LISTED RECORDS:
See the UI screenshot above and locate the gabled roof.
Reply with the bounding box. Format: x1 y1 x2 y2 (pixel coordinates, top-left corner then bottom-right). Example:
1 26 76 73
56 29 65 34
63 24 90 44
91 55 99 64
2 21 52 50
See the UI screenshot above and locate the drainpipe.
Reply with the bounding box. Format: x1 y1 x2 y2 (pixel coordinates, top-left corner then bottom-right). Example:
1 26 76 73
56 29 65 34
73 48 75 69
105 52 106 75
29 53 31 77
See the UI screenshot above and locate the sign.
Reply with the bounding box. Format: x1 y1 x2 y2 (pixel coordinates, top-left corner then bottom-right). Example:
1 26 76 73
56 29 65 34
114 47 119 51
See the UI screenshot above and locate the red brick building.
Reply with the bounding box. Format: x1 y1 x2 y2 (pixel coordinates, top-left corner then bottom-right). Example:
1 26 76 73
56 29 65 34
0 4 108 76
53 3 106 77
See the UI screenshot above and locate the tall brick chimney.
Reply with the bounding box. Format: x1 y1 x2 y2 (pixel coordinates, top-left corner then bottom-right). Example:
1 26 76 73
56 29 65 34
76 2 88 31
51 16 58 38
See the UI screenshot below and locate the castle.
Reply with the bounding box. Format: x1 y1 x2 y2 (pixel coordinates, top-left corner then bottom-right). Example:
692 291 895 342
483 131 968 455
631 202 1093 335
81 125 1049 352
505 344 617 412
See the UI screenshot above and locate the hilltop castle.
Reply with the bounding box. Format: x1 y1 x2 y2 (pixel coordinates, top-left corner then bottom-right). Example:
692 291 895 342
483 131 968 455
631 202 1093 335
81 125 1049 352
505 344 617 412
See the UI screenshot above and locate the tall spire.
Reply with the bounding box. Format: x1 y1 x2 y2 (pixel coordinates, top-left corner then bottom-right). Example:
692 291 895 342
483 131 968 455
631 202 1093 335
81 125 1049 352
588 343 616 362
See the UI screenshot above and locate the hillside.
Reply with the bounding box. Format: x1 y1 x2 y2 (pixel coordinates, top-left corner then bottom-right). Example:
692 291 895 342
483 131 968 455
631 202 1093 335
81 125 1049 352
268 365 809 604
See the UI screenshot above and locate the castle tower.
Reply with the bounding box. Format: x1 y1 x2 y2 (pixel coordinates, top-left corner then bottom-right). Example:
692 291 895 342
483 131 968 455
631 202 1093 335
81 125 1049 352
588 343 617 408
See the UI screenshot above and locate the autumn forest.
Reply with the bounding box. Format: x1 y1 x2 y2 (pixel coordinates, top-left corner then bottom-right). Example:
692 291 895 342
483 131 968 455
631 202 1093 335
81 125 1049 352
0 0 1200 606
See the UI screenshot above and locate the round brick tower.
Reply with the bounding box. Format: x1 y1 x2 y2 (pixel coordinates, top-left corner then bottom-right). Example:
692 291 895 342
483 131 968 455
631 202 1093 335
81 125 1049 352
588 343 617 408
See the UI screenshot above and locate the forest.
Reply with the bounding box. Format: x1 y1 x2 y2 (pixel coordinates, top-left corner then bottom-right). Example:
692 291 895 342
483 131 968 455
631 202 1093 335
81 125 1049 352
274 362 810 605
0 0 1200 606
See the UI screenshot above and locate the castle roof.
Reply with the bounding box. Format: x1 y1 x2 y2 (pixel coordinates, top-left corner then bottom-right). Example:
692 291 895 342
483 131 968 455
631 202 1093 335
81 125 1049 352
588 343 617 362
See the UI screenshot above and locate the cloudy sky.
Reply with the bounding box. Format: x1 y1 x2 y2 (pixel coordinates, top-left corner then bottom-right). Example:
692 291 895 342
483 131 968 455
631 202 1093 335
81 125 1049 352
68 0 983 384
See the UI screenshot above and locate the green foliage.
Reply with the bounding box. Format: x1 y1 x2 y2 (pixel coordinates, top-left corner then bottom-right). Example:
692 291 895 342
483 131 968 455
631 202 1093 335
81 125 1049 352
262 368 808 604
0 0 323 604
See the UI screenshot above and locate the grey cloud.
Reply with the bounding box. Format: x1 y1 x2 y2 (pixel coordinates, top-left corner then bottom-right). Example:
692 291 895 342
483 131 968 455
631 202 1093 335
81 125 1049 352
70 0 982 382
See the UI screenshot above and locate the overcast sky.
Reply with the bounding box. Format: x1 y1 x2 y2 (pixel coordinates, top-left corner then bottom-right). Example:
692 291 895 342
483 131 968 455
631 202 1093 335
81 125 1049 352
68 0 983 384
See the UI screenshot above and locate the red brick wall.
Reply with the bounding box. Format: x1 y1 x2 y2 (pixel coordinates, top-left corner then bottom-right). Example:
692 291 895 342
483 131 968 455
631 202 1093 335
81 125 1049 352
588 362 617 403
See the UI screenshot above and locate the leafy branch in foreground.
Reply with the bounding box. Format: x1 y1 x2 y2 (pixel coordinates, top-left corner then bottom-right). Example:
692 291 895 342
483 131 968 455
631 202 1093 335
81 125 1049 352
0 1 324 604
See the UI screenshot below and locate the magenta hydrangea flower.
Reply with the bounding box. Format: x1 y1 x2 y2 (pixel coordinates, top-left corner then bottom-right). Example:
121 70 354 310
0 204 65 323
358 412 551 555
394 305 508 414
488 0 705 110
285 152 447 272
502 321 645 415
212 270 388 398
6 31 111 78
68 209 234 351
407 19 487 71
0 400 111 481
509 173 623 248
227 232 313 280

--

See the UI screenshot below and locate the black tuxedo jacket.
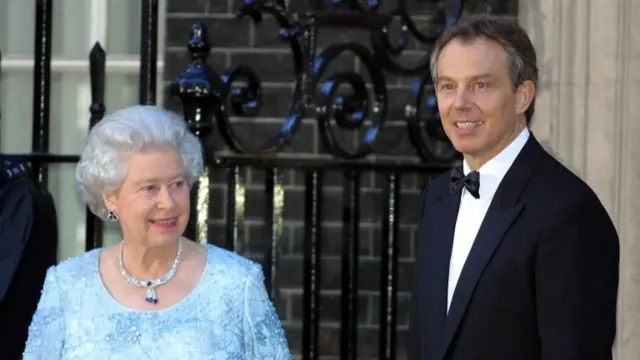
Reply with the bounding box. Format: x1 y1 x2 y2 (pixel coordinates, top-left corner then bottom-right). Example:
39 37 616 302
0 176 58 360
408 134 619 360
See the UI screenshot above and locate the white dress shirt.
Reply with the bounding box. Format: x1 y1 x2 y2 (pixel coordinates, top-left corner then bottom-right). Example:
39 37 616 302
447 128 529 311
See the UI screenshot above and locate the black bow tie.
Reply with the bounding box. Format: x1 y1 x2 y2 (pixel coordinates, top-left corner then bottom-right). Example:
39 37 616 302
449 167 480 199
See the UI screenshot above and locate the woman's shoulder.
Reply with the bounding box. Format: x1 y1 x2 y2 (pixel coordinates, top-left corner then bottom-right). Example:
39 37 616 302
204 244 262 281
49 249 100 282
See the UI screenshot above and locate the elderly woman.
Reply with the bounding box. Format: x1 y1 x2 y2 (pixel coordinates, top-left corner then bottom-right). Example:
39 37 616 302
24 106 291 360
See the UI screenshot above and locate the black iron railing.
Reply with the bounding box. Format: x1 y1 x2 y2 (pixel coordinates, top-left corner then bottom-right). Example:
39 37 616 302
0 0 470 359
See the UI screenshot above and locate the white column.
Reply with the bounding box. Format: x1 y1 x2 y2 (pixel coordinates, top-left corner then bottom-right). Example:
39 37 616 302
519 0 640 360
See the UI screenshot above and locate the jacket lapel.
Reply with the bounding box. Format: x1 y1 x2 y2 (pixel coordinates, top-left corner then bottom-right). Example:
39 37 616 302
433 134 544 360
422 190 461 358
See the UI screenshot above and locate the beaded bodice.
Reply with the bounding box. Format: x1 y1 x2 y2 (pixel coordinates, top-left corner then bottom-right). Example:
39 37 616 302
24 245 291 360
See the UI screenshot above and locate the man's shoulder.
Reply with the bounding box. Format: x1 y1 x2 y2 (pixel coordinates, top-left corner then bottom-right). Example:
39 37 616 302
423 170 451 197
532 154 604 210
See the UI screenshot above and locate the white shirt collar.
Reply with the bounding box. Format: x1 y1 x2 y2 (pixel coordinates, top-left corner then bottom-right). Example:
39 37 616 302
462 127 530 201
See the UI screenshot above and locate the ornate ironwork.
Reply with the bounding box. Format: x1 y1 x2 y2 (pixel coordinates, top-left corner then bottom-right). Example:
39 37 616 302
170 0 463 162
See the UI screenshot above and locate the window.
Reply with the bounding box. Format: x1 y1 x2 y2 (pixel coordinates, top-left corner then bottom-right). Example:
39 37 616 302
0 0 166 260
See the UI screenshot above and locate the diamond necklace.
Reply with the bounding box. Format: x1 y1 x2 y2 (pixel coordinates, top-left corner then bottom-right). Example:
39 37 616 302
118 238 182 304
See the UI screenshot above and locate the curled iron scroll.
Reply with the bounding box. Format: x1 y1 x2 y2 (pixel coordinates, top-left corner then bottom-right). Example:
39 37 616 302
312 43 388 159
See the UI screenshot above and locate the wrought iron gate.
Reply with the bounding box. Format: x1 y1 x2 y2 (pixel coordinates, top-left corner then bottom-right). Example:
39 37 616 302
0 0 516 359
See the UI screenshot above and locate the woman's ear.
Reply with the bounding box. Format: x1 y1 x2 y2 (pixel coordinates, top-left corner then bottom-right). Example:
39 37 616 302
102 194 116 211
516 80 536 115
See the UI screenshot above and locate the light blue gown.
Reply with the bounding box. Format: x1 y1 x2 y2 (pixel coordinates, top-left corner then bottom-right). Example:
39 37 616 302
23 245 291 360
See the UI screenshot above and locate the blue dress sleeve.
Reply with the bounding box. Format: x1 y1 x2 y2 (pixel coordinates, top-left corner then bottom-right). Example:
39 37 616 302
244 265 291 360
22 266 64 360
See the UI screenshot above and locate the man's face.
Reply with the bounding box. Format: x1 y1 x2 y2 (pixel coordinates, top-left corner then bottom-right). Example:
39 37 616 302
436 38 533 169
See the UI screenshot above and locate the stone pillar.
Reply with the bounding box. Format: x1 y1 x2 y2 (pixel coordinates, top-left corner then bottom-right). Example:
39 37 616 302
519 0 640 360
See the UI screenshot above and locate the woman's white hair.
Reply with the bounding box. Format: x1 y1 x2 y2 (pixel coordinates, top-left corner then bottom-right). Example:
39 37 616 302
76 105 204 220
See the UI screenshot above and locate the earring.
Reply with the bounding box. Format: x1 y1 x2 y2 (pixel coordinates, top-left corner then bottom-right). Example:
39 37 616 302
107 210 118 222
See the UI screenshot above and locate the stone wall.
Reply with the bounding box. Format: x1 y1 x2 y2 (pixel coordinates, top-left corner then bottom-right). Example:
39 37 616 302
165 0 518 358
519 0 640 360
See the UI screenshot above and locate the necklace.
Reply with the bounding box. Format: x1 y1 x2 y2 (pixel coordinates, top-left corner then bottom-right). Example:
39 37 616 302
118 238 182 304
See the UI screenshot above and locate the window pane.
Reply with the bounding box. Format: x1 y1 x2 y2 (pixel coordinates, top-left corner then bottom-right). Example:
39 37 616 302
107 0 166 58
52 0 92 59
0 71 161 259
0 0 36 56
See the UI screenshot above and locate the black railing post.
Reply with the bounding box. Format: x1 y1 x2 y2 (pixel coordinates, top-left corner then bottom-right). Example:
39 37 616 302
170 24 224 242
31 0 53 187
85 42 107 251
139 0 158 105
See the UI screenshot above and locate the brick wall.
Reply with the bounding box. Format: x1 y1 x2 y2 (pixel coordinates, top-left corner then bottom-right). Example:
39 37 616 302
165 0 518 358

* * *

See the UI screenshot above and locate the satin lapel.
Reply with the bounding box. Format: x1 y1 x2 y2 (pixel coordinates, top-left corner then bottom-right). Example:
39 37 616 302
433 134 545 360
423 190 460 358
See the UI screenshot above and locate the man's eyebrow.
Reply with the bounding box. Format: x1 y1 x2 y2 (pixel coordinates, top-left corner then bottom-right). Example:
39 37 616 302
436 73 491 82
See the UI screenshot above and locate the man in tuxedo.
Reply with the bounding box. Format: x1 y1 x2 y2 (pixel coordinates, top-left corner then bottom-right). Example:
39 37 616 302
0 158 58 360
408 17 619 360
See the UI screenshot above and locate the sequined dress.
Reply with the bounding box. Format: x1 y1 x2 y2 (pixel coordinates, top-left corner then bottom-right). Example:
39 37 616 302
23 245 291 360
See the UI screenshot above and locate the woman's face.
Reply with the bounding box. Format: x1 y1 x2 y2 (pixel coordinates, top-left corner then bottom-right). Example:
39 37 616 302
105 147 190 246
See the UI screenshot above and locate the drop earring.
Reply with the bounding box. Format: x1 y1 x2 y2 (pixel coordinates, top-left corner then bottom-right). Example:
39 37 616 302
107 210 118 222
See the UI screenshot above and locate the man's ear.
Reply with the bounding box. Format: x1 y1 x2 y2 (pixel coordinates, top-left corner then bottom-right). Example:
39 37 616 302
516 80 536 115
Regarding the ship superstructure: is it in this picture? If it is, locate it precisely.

TASK BRIEF: Reproduce the records from the line with "See the UI screenshot above and locate the sequined" up to and including the line with "Regarding the ship", putting "pendant earring" wherever "drop earring" occurs and changing nothing else.

RESPONSE BELOW:
See the UI screenshot above and locate the sequined dress.
Reply with the bounding box. Format: x1 y1 x2 y2 (pixel coordinates, top-left corner then bottom-right). Example:
39 37 616 302
23 245 291 360
See the UI screenshot above and locate the woman's face.
Reply with the bounding box. Format: x1 y1 x2 y2 (pixel coordinates, top-left corner then bottom-right). Example:
39 37 616 302
105 147 190 246
See the UI screenshot above and locate the pendant earring.
Reply with the bounding box. Format: x1 y1 x2 y2 (pixel coordinates, top-left corner then bottom-right). Example:
39 37 616 302
107 210 118 222
See the UI screenshot above and locate the man's ear.
Reply with the bounding box. Format: x1 y1 x2 y2 (pixel coordinates, top-left corner then bottom-right). Example:
39 37 616 302
516 80 536 115
Regarding the ship superstructure: is it in this picture? If it is, locate it precisely.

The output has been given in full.